◆ **DIRECTIVE**: Rewrite the stretch from the start of the material through the line containing "POLYGON ((26 171, 24", both ends included, multiplying every coordinate by 2.5 and rounding it to a whole number with halves rounded up, and leave all other text as it stands. Omit the pictures.

********************

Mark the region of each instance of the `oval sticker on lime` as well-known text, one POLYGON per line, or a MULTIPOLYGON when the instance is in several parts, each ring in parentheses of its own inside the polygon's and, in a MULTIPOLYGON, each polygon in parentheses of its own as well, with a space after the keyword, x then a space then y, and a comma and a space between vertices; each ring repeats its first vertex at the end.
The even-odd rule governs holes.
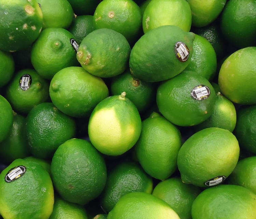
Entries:
POLYGON ((26 171, 24 166, 18 166, 10 170, 5 175, 4 180, 6 182, 10 182, 22 176, 26 171))

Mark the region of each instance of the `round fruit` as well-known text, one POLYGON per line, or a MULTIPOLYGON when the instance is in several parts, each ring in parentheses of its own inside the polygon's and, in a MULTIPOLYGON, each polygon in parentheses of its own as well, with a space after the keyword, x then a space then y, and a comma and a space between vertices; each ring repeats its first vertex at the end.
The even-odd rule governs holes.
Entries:
POLYGON ((53 187, 41 165, 16 159, 0 174, 0 214, 4 218, 49 218, 53 208, 53 187))
POLYGON ((49 87, 48 82, 34 69, 23 69, 8 84, 6 99, 14 111, 27 115, 34 106, 48 99, 49 87))
POLYGON ((221 183, 234 169, 239 152, 236 136, 228 130, 211 127, 196 132, 178 154, 181 179, 200 187, 221 183))
POLYGON ((73 118, 52 103, 42 103, 34 107, 28 114, 25 126, 31 153, 40 158, 51 159, 58 147, 75 133, 73 118))
POLYGON ((129 62, 132 74, 150 82, 174 77, 190 61, 194 38, 195 34, 176 26, 154 28, 142 36, 131 49, 129 62))
POLYGON ((51 81, 49 94, 53 104, 71 116, 89 117, 94 107, 109 96, 109 90, 100 77, 82 67, 64 68, 51 81))
POLYGON ((43 14, 36 0, 2 0, 0 12, 0 50, 21 50, 38 37, 43 14))
POLYGON ((211 116, 216 97, 204 77, 184 71, 159 86, 156 102, 160 112, 171 122, 181 126, 200 123, 211 116))
POLYGON ((126 94, 123 92, 101 101, 90 117, 90 140, 104 154, 123 154, 134 145, 140 136, 141 119, 136 106, 126 94))
POLYGON ((219 73, 222 93, 232 102, 256 103, 256 47, 237 50, 224 61, 219 73))
POLYGON ((193 219, 256 218, 256 195, 235 185, 219 185, 205 189, 196 198, 193 219))
POLYGON ((76 58, 91 74, 110 77, 125 70, 130 51, 123 35, 113 30, 102 28, 92 31, 84 38, 76 58))
POLYGON ((158 27, 174 25, 188 32, 191 19, 191 10, 186 0, 151 0, 143 14, 143 31, 146 33, 158 27))
POLYGON ((108 173, 106 185, 100 197, 101 206, 110 211, 123 195, 136 191, 151 194, 151 178, 137 163, 124 162, 117 164, 108 173))
POLYGON ((130 192, 120 198, 108 219, 180 219, 166 202, 151 194, 130 192))
POLYGON ((142 121, 141 133, 134 148, 145 172, 155 178, 163 180, 177 170, 177 157, 181 145, 178 128, 153 112, 142 121))
POLYGON ((72 138, 60 145, 52 161, 53 185, 66 201, 85 205, 102 192, 106 180, 103 157, 89 142, 72 138))

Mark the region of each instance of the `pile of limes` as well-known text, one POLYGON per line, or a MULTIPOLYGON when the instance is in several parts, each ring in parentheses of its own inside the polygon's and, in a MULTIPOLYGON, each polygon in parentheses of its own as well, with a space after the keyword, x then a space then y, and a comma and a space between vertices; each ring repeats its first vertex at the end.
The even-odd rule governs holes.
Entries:
POLYGON ((256 1, 0 1, 0 218, 256 219, 256 1))

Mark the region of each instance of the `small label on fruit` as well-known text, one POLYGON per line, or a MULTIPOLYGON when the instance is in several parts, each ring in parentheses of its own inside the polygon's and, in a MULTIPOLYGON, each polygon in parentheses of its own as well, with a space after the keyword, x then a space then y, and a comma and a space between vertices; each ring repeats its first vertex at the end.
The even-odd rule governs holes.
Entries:
POLYGON ((184 62, 188 59, 189 50, 185 43, 182 42, 176 43, 174 47, 174 52, 177 58, 182 62, 184 62))
POLYGON ((204 185, 207 186, 215 186, 223 182, 226 178, 225 176, 219 176, 206 181, 204 182, 204 185))
POLYGON ((75 41, 75 40, 74 39, 71 38, 70 39, 70 43, 71 43, 71 45, 72 45, 72 46, 73 47, 73 48, 75 50, 75 51, 77 53, 77 50, 78 50, 78 47, 79 47, 79 45, 78 45, 77 43, 76 42, 76 41, 75 41))
POLYGON ((210 96, 210 88, 202 84, 195 87, 191 91, 191 97, 197 100, 207 99, 210 96))
POLYGON ((29 74, 24 74, 19 79, 19 86, 23 90, 28 89, 32 83, 32 78, 29 74))
POLYGON ((5 175, 4 180, 6 182, 10 182, 22 176, 26 171, 24 166, 18 166, 12 168, 5 175))

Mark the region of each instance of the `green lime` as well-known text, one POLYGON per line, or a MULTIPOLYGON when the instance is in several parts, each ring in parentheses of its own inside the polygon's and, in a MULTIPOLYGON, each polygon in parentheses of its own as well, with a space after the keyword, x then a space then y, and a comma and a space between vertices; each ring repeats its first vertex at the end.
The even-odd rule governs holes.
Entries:
POLYGON ((90 117, 89 138, 94 146, 104 154, 123 154, 134 145, 140 136, 140 114, 126 95, 124 92, 101 101, 90 117))
POLYGON ((234 169, 239 152, 236 136, 228 130, 211 127, 196 132, 183 143, 178 154, 181 179, 200 187, 221 183, 234 169))
POLYGON ((109 94, 101 78, 82 67, 71 67, 54 76, 49 94, 53 104, 64 113, 74 117, 88 117, 97 104, 109 94))
POLYGON ((89 73, 102 77, 120 74, 127 68, 131 48, 120 33, 107 28, 95 30, 84 38, 76 57, 89 73))
POLYGON ((85 205, 101 193, 106 168, 101 154, 89 142, 72 138, 60 145, 52 160, 53 185, 66 201, 85 205))
POLYGON ((177 170, 177 157, 181 145, 181 135, 177 128, 153 112, 142 121, 141 133, 134 147, 145 172, 155 178, 163 180, 177 170))
POLYGON ((156 82, 178 74, 191 61, 194 38, 195 34, 173 25, 158 27, 144 34, 131 52, 129 66, 133 77, 156 82))

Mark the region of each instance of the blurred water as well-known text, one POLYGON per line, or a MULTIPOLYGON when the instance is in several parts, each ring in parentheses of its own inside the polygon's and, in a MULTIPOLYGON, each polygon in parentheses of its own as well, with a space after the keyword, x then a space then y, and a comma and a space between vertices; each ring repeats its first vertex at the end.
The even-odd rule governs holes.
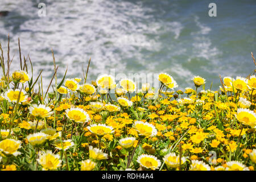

********************

◆ **ANSWER BELOW**:
Mark the region of each instance of the `oval sticker on lime` as well-known text, one POLYGON per line, or a MULTIPOLYGON when the instance is in several parts, each ring in parentheses of its own inside the polygon's and, in a MULTIPOLYGON, each polygon in parentheses of its own as well, with a space after the keyword, x then a space then y, and a comma and a space between vertices; each ring repeats its first vertex at the end.
The even-odd rule governs holes.
Entries:
POLYGON ((65 428, 60 415, 45 415, 25 425, 13 438, 10 450, 15 455, 25 455, 55 440, 65 428))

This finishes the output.